In a Mexican cave system so beautiful and hot that it is called both Fairyland and hell, scientists have discovered life trapped in crystals.
The bizarre microbes were found dormant in caves in Naica, Mexico, and survive by living on minerals such as iron and manganese, said Penelope Boston, head of NASA’s Astrobiology Institute.
“It’s super-life,” said Boston, who on Friday presented the discovery at the American Association for the Advancement of Science conference in the city of Boston.
If confirmed, the find is yet another example of how microbes can survive in extremely punishing conditions.
Though it was presented at a science conference and was the result of nine years of work, the findings have not yet been published in a scientific journal and have not been peer reviewed.
Boston has planned more genetic tests for the microbes she revived both in the lab and on site.
The life forms — 40 different strains of microbes and even some viruses — are so strange that the most similar organisms are still 10 percent different genetically.
The Naica caves — an abandoned lead and zinc mine — are 800m deep. Before drilling occurred by a mining company, the mines had been completely cut off from the outside world. Some were as vast as cathedrals, with crystals lining the iron walls. They were also so hot that scientists had to don cheap versions of space suits to prevent contamination with outside life and had ice packs all over their bodies.
Boston said the team could only work for about 20 minutes at a time before ducking to a “cool” room that was about 38oC.
NASA would not allow Boston to share her work for outside review before Friday’s announcement, so scientists could not say much.

## Dataset entries

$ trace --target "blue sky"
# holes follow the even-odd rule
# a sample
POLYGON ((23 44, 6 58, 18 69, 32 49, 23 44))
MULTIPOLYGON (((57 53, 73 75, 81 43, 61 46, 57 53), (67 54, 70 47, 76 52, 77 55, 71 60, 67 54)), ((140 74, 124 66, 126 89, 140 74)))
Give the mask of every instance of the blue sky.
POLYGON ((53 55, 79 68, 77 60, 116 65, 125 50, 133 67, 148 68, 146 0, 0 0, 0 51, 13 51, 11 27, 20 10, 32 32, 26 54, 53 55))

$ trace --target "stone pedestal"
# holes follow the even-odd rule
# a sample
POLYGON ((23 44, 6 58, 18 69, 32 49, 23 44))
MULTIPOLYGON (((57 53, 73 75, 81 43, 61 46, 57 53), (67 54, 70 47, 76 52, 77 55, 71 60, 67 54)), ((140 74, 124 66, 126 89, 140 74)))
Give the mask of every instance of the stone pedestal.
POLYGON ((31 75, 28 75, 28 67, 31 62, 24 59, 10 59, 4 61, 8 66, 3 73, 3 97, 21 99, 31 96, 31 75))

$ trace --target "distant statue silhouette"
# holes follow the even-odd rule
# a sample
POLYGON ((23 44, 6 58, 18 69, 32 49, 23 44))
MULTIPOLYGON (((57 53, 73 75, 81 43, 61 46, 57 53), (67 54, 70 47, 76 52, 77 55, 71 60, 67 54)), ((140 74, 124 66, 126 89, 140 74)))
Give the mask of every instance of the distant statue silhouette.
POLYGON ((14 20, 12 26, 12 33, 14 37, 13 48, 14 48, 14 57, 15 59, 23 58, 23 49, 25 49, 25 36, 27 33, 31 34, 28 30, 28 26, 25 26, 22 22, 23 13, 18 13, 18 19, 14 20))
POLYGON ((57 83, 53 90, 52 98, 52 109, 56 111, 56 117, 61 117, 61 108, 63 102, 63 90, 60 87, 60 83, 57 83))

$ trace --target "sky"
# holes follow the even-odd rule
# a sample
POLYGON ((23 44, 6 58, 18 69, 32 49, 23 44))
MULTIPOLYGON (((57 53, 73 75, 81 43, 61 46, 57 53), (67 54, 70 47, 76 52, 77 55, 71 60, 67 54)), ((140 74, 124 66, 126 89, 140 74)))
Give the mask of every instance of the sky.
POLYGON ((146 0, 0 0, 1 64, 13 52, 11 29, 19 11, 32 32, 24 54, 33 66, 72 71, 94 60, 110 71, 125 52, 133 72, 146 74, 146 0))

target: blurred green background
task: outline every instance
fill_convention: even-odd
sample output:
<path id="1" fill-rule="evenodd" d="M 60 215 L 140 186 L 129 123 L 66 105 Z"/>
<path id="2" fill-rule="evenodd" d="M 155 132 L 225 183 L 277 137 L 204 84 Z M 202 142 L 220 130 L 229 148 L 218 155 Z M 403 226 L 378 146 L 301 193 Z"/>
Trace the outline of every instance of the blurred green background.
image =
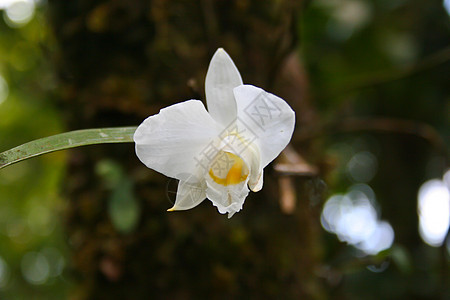
<path id="1" fill-rule="evenodd" d="M 64 132 L 66 116 L 46 1 L 0 0 L 0 13 L 3 151 Z M 449 16 L 448 0 L 313 0 L 296 21 L 319 120 L 298 130 L 320 140 L 327 185 L 311 276 L 330 299 L 450 298 Z M 65 299 L 76 289 L 66 156 L 0 170 L 1 299 Z M 96 170 L 111 188 L 124 182 L 108 214 L 117 231 L 135 230 L 141 208 L 120 200 L 133 197 L 133 182 L 107 159 Z"/>

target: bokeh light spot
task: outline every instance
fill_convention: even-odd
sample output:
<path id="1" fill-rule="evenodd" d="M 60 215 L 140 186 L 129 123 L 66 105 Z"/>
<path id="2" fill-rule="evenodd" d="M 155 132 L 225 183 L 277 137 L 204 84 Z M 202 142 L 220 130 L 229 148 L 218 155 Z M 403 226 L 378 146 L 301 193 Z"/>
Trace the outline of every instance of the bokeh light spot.
<path id="1" fill-rule="evenodd" d="M 9 26 L 20 27 L 33 18 L 34 9 L 35 4 L 33 0 L 16 0 L 9 3 L 3 16 Z"/>
<path id="2" fill-rule="evenodd" d="M 450 171 L 447 171 L 449 173 Z M 445 176 L 449 175 L 444 175 Z M 450 194 L 448 185 L 439 179 L 426 181 L 419 189 L 417 210 L 419 233 L 430 246 L 444 242 L 450 224 Z"/>
<path id="3" fill-rule="evenodd" d="M 336 234 L 340 241 L 366 254 L 375 255 L 391 247 L 394 230 L 388 222 L 379 220 L 375 199 L 369 199 L 361 187 L 357 185 L 345 195 L 331 196 L 323 208 L 321 223 L 325 230 Z"/>

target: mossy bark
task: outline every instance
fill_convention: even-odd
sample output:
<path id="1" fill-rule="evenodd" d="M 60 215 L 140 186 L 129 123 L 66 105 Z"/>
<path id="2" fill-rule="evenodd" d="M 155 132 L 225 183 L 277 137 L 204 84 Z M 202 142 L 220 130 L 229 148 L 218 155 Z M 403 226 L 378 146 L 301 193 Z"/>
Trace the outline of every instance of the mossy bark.
<path id="1" fill-rule="evenodd" d="M 68 128 L 137 125 L 170 104 L 204 99 L 204 77 L 218 47 L 233 57 L 244 82 L 284 97 L 298 127 L 315 122 L 296 54 L 302 4 L 49 0 Z M 314 157 L 314 145 L 301 146 L 298 151 Z M 132 182 L 139 222 L 128 233 L 108 213 L 114 187 L 99 171 L 104 161 L 118 164 Z M 314 180 L 293 178 L 297 207 L 286 215 L 279 177 L 271 166 L 266 171 L 264 189 L 228 220 L 208 201 L 167 213 L 173 180 L 145 168 L 131 144 L 71 151 L 64 191 L 79 284 L 74 296 L 325 298 L 318 276 L 320 189 Z"/>

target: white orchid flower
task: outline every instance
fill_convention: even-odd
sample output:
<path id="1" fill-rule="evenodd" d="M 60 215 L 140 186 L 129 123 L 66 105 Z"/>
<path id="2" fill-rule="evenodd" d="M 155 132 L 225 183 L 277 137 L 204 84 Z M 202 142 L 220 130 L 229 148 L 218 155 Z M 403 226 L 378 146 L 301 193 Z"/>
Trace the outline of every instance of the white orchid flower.
<path id="1" fill-rule="evenodd" d="M 220 213 L 240 211 L 263 186 L 263 169 L 289 143 L 295 113 L 281 98 L 244 85 L 218 49 L 205 80 L 208 111 L 199 100 L 162 109 L 139 125 L 136 154 L 150 169 L 179 180 L 175 205 L 191 209 L 208 198 Z"/>

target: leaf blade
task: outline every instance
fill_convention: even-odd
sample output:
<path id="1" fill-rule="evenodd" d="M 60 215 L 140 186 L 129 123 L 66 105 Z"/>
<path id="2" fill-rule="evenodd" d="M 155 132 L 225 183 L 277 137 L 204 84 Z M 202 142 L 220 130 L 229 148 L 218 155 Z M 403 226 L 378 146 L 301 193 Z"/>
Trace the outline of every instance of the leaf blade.
<path id="1" fill-rule="evenodd" d="M 133 143 L 137 127 L 82 129 L 37 139 L 0 153 L 0 169 L 55 151 L 97 144 Z"/>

## Explore the material
1 > Please answer these from the article on the Naica cave microbes:
(a) How deep are the Naica caves?
(b) How many different strains of microbes make up the life forms found?
(c) For about how long at a time could the team work before going to the cooler room?
2 > According to the article on the Naica cave microbes, why did the scientists wear cheap versions of space suits in the caves?

## Answer set
1 >
(a) 800m.
(b) 40 strains.
(c) About 20 minutes.

2 > They wore them to prevent contamination with outside life.